## TRECHO DO DOCUMENTO
____
Maria Clara Lucchetti Bingemer,
professora do Departamento de Teologia da PUC-Rio *
Em todas as partes do mundo cresce um movimento: o dos indignados. Saindo às ruas, ao espaço público, em protesto contra injustiças que decidiram não mais tolerar, os indignados protestam com palavras, gestos, atitudes. Pretendem com isso chamar a atenção da sociedade e, sobretudo, de seus dirigentes.
O que move esses grupos que enchem as ruas? O que move essas pessoas que não são bandidos, nem arruaceiros, mas sim cidadãos corretos, que trabalham e pagam seus impostos? Qual o motor de sua cólera, de sua indignação?
Indignação quer dizer cólera ou desprezo experimentado diante de uma indignidade, ou injustiça, afronta. É repulsa e revolta diante daquilo que fere valores básicos, direitos e princípios que regem a vida dos seres humanos.
____
[Entradas de dados extraídos]

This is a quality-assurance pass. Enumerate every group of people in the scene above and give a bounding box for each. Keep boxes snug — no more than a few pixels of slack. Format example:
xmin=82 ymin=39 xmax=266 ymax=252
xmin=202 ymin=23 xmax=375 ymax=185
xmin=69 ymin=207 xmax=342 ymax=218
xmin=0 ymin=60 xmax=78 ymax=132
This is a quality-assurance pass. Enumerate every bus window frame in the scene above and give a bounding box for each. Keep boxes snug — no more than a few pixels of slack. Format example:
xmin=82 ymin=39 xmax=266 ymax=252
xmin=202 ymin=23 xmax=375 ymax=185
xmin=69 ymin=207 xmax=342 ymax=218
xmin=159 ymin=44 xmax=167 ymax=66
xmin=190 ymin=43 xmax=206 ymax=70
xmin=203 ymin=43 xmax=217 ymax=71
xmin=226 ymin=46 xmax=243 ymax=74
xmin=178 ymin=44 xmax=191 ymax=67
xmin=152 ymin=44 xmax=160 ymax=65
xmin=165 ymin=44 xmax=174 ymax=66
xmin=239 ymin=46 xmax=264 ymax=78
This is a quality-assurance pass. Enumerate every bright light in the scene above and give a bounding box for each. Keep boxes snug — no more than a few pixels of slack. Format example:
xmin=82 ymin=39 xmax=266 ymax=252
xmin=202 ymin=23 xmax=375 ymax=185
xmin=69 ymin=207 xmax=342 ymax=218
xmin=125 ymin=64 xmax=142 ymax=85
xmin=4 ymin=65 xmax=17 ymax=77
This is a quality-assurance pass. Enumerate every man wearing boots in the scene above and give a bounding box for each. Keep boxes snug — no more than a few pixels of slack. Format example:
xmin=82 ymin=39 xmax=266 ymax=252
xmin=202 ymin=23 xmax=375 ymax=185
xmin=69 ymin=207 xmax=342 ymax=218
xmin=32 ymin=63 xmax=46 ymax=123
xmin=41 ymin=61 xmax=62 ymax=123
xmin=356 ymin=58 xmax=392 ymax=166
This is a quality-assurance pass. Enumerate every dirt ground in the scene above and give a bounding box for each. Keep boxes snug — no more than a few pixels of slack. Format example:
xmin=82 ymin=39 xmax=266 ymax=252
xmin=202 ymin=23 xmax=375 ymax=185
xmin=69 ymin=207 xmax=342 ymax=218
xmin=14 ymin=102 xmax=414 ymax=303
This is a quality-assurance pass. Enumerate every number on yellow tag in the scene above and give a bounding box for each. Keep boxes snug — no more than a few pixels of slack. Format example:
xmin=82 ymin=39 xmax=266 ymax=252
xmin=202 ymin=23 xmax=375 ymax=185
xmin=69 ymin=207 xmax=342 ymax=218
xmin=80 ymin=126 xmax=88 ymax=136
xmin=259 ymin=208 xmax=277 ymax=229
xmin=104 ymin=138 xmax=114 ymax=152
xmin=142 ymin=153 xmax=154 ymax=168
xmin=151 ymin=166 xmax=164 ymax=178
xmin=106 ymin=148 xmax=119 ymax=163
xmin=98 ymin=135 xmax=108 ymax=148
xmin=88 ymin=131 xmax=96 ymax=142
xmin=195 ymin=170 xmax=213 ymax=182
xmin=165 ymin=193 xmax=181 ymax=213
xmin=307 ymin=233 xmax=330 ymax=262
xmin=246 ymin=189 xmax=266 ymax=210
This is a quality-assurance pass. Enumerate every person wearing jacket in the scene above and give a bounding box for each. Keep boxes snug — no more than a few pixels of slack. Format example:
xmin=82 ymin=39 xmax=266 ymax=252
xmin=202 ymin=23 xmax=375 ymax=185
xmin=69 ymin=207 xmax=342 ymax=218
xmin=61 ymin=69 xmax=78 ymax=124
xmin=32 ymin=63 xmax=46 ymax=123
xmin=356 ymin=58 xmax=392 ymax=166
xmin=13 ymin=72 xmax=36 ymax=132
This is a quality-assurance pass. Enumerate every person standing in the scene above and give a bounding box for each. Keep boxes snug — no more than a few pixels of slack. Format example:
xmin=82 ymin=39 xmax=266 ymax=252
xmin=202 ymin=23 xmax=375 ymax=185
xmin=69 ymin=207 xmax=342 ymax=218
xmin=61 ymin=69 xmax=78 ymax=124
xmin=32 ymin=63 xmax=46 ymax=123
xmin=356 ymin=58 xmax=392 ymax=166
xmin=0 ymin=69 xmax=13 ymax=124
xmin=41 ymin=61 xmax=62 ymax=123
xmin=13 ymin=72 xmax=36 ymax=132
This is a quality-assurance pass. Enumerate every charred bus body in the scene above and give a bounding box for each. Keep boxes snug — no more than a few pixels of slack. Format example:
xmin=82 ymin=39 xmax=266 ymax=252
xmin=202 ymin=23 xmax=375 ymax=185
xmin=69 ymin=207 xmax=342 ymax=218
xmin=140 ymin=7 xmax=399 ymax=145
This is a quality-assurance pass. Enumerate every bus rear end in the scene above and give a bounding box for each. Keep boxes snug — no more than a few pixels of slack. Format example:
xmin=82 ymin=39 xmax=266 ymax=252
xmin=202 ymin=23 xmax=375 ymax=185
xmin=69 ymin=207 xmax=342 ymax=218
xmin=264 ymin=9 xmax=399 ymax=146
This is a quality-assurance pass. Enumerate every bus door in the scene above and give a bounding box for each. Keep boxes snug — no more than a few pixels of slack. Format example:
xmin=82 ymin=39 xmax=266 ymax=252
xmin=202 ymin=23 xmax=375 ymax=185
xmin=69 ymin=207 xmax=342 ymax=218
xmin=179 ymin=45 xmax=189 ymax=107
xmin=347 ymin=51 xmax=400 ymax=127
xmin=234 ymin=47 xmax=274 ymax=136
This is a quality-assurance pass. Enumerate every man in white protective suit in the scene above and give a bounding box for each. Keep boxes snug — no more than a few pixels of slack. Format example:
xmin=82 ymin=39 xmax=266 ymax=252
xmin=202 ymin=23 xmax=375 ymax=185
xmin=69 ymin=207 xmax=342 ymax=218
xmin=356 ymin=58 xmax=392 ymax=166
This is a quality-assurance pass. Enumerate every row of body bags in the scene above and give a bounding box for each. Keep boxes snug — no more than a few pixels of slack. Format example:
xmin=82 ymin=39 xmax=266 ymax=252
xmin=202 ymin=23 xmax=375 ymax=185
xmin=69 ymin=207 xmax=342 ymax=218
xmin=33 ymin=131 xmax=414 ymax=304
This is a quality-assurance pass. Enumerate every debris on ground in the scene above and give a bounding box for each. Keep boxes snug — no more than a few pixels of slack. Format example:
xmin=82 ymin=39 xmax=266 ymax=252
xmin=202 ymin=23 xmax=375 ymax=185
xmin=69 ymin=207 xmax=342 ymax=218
____
## A FAZER
**1.** No trecho sobre o movimento dos indignados, enumere os meios com que, segundo o texto, os indignados protestam.
**2.** Prossiga o texto sobre o movimento dos indignados a partir da última frase apresentada.
Os registros provêm de uma fonte distinta da do trecho.

## RESPOSTAS DOS EXERCÍCIOS
**1.** Palavras, gestos e atitudes.

**2.**
Ela pode ser meramente uma defesa de interesses privados, domésticos e individuais. De coisas que dizem respeito exclusivamente à própria pessoa, à família ou ao círculo dos mais próximos. Ou ainda o círculo mais largo da empresa, do partido político, ou até da agremiação esportiva. Tudo aquilo que freia, desvia, prejudica os interesses do grupo ou do clã suscita indignação que pode resultar em ações legais, judiciais etc. Atingir os interesses do grupo suscita imediatamente a reação corporativa e indignada de seus membros.
Sem querer minimizar ou mesmo demonizar este tipo de indignação, é necessário constatar, no entanto, que ela toma a defesa de interesses particulares não universalizáveis. E pode inclusive tomar o aspecto de autodefesa de privilégios, como a defesa a qualquer preço ou custo de um estilo de vida confortável, um protesto contra propostas mais sociais, que beneficiem um leque mais amplo de pessoas e grupos. Assim também a indignação contra certas medidas de mais transparência pelo fato de que podem pôr a nu ou denunciar atitudes escusas de determinadas pessoas ou grupos a quem não interessa que a verdade venha à tona. O protesto gerado por esse tipo de indignação não visa então prioritariamente o estabelecimento de valores ou do bem comum.
A indignação que hoje vemos ganhar as ruas parece fundar-se, no entanto, sobre razões não tanto formais, e certamente mais radicais do que aquelas contra as regras da equidade em nível pessoal ou intragrupal. Trata-se de uma indignação propriamente ética, que se levanta em nome da proteção ou da defesa do ser mesmo das pessoas, de sua integridade física e moral.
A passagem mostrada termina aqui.